[EXCERPT PROVIDED — start]
(July 1, 10:07 a.m.) As people continued to get sick in a Salmonella Saintpaul outbreak, the Centers for Disease Control and Prevention said it was broadening its investigation to include “food items that are commonly consumed with tomatoes.”

CDC initially linked the multistate outbreak to fresh roma and red round tomatoes June 2, and that agency and the Food and Drug Administration advised consumers in Texas and New Mexico not to eat those varieties. That advisory was amended June 7, warning consumers nationwide not to eat roma or red round tomatoes unless they were sourced from areas approved by FDA.

Many restaurants and retailers responded by pulling the implicated varieties.

During a June 27 media briefing, FDA associate commissioner for foods David Acheson said 1,700 samples, mostly of tomatoes, had tested negative for Salmonella Saintpaul. Investigators in Florida, Mexico and other areas also are taking water and environmental samples from farms, packing sheds, repacking operations and distribution centers.

Patricia Griffin, chief of the CDC’s enteric diseases epidemiology branch, said June 27 that the source of the outbreak might still be putting contaminated product into the supply chain. She also acknowledged though there is a “strong association to consumption of tomatoes,” she was keeping an open mind about source of outbreak.

CDC worded that possibility more forcefully in an update on its Web site June 30. The agency said clusters of ill people who ate at restaurants in Texas and other states have led investigators to look at other food items.

Still making people sick

The agency did not specify what those items are in its release, just as Griffin had declined to say what other food products might be under investigation during the June 27 media briefing.

CDC said June 30 that there are 851 reported illnesses in 36 states and Washington, D.C. At least 105 people have been hospitalized. Onset of reported illness dates range from April 10 to June 20.

“We’re still getting reports of people becoming ill,” Griffin said June 25. “Whatever this produce item is, it’s possibly still out there making people sick.”
[EXCERPT PROVIDED — finish]
[DATA EXCERPTS — start]
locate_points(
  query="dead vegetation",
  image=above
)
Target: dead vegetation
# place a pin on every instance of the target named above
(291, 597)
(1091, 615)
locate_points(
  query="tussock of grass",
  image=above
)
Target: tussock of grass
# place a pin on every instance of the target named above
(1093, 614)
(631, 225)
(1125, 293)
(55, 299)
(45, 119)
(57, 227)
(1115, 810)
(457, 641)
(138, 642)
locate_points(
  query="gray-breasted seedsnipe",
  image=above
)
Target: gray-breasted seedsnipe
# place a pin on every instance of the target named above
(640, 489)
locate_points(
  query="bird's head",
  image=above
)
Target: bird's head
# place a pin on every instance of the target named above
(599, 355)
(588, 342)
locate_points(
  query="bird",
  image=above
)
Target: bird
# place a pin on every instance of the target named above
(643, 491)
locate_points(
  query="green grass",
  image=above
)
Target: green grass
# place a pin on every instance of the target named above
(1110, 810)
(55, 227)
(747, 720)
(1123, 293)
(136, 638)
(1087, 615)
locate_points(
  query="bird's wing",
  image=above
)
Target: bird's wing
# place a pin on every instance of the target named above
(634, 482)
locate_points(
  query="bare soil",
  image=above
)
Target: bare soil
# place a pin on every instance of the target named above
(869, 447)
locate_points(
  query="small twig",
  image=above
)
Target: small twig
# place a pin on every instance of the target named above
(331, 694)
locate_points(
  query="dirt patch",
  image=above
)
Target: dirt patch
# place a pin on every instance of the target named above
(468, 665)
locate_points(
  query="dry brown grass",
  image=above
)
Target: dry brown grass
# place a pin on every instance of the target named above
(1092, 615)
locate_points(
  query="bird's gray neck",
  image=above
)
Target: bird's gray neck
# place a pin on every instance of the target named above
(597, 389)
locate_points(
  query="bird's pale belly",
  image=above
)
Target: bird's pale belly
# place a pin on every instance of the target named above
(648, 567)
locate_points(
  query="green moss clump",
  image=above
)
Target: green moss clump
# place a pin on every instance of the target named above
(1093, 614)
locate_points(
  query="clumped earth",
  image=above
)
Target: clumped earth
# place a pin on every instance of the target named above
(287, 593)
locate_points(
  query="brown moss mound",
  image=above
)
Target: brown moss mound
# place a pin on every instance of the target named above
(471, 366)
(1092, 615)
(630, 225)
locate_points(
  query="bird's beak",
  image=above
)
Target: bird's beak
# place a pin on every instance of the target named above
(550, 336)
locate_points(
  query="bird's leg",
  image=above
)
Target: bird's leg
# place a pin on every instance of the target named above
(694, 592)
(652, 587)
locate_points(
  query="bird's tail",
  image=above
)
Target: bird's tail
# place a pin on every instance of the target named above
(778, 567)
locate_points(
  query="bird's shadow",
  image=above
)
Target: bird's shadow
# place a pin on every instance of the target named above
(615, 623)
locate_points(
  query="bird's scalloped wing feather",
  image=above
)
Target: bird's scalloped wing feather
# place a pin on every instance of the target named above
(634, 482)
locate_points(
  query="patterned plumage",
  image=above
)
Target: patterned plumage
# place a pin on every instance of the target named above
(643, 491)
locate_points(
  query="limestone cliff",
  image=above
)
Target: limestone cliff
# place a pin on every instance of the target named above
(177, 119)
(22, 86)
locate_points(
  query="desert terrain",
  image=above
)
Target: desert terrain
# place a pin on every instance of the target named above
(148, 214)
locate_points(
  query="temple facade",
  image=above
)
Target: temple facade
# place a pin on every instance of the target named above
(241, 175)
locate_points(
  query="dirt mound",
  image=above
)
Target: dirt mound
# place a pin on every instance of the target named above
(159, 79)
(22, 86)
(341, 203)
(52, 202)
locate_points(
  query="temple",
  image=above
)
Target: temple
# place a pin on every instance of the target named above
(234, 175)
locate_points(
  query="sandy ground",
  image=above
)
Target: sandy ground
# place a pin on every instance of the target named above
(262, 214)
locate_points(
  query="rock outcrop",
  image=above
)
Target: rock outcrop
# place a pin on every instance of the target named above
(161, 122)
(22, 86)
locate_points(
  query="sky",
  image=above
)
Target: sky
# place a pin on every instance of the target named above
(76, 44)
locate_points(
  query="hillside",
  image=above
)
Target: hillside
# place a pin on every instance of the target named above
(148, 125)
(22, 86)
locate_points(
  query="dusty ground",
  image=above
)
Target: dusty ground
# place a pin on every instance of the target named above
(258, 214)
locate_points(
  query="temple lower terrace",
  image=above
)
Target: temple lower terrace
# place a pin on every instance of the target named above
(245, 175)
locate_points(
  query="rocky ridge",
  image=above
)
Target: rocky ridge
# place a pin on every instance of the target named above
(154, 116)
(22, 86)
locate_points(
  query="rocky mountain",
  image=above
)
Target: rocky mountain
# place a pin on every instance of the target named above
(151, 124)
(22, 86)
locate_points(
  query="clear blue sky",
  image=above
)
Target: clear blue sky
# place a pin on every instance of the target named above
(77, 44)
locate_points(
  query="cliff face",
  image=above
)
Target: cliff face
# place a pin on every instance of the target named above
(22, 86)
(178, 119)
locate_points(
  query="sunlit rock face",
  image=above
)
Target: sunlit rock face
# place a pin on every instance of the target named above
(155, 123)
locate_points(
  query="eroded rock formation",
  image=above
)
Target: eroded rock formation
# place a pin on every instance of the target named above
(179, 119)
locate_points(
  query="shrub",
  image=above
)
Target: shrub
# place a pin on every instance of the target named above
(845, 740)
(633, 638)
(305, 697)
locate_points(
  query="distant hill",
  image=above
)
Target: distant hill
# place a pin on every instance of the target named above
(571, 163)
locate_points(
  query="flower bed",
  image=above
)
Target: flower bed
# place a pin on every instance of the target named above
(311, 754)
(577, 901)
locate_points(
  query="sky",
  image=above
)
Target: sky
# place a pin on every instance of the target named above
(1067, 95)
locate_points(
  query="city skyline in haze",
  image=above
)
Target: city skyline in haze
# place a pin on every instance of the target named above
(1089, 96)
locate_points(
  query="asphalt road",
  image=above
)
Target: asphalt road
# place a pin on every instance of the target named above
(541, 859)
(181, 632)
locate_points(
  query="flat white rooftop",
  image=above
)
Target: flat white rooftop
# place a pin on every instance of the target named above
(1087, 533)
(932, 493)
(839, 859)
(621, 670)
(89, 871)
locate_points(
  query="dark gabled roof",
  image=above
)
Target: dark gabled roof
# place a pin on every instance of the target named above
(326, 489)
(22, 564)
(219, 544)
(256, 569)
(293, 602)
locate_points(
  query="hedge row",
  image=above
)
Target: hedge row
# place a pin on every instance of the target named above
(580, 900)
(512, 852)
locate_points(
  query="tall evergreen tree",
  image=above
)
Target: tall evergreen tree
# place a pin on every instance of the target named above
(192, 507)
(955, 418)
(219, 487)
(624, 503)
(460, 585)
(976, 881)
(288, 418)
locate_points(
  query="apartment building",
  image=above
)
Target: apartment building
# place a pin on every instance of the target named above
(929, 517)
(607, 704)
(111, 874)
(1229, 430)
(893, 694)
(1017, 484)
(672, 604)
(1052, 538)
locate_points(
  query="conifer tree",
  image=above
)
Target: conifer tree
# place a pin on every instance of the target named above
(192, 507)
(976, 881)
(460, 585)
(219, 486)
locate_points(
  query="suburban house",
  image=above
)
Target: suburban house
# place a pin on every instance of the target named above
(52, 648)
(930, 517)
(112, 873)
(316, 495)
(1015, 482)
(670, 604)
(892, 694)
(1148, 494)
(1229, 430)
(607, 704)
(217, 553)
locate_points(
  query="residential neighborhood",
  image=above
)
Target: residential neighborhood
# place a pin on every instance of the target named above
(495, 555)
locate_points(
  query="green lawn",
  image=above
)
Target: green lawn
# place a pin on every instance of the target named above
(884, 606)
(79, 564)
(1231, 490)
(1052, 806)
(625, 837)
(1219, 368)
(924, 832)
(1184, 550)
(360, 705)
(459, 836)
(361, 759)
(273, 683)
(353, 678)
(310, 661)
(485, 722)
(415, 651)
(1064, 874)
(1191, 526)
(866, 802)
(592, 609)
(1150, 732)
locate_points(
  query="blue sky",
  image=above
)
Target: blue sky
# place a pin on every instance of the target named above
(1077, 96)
[DATA EXCERPTS — finish]
▶ _TASK ITEM_
Rewrite the article on the Salmonella Saintpaul outbreak from "The agency did" up to and including "27 media briefing.", replacing "media briefing" with "press conference". The items have nothing to do with the article on the Salmonella Saintpaul outbreak.

▶ _RESULT_
The agency did not specify what those items are in its release, just as Griffin had declined to say what other food products might be under investigation during the June 27 press conference.